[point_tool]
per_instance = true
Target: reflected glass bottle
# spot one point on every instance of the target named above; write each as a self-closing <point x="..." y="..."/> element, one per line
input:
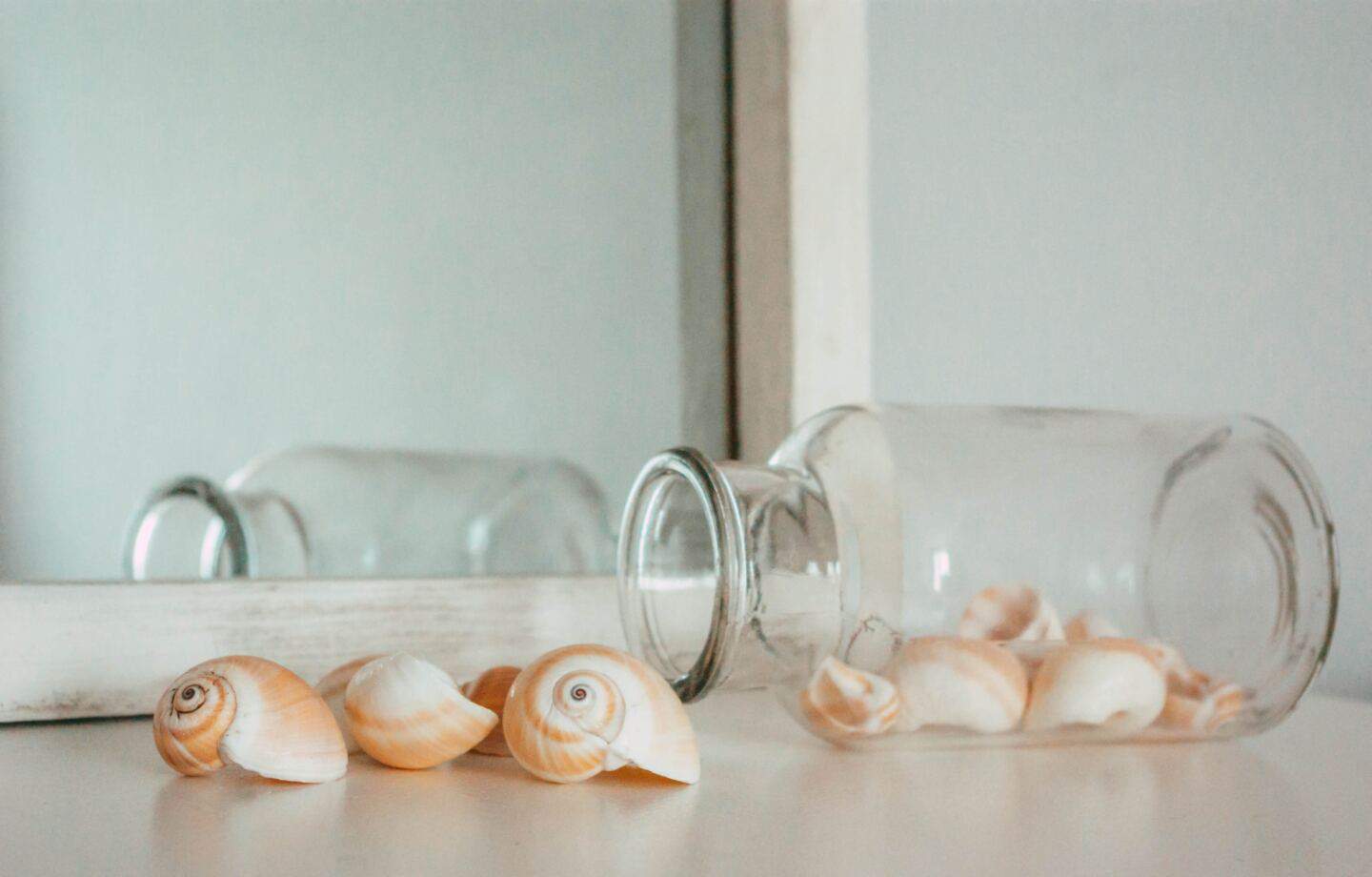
<point x="991" y="575"/>
<point x="348" y="512"/>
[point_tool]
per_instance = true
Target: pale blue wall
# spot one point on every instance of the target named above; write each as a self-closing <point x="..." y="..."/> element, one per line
<point x="234" y="227"/>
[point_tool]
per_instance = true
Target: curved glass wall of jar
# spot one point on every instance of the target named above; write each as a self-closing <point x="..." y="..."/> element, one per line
<point x="346" y="512"/>
<point x="991" y="575"/>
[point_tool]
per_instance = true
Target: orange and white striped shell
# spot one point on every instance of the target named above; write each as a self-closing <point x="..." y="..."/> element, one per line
<point x="333" y="686"/>
<point x="958" y="683"/>
<point x="406" y="712"/>
<point x="844" y="702"/>
<point x="1010" y="612"/>
<point x="252" y="712"/>
<point x="1107" y="683"/>
<point x="1090" y="626"/>
<point x="1195" y="702"/>
<point x="490" y="689"/>
<point x="1202" y="705"/>
<point x="585" y="708"/>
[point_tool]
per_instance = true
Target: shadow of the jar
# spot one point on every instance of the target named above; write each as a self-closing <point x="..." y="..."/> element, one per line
<point x="486" y="813"/>
<point x="1124" y="808"/>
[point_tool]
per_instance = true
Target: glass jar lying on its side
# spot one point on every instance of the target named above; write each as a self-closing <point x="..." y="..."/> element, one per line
<point x="991" y="575"/>
<point x="357" y="512"/>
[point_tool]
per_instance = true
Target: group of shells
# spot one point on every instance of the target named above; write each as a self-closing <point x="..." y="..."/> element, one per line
<point x="1014" y="667"/>
<point x="571" y="714"/>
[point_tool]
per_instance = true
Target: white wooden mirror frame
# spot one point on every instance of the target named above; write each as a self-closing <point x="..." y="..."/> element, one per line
<point x="798" y="274"/>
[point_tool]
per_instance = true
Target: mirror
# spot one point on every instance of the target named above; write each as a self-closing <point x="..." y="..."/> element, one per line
<point x="352" y="290"/>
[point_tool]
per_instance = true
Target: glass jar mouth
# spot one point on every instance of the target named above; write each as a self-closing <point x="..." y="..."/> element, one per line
<point x="641" y="581"/>
<point x="233" y="537"/>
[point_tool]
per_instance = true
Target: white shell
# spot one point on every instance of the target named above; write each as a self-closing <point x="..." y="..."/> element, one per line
<point x="844" y="702"/>
<point x="1195" y="702"/>
<point x="958" y="683"/>
<point x="585" y="708"/>
<point x="252" y="712"/>
<point x="333" y="688"/>
<point x="406" y="712"/>
<point x="1202" y="708"/>
<point x="1102" y="683"/>
<point x="1090" y="626"/>
<point x="1010" y="612"/>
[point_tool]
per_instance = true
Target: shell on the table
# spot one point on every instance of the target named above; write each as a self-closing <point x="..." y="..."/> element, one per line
<point x="490" y="689"/>
<point x="406" y="712"/>
<point x="582" y="710"/>
<point x="252" y="712"/>
<point x="333" y="685"/>
<point x="841" y="702"/>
***
== What you have to do ==
How many of the lines above contain the word "wall"? Reply with the number alone.

== Task answer ==
2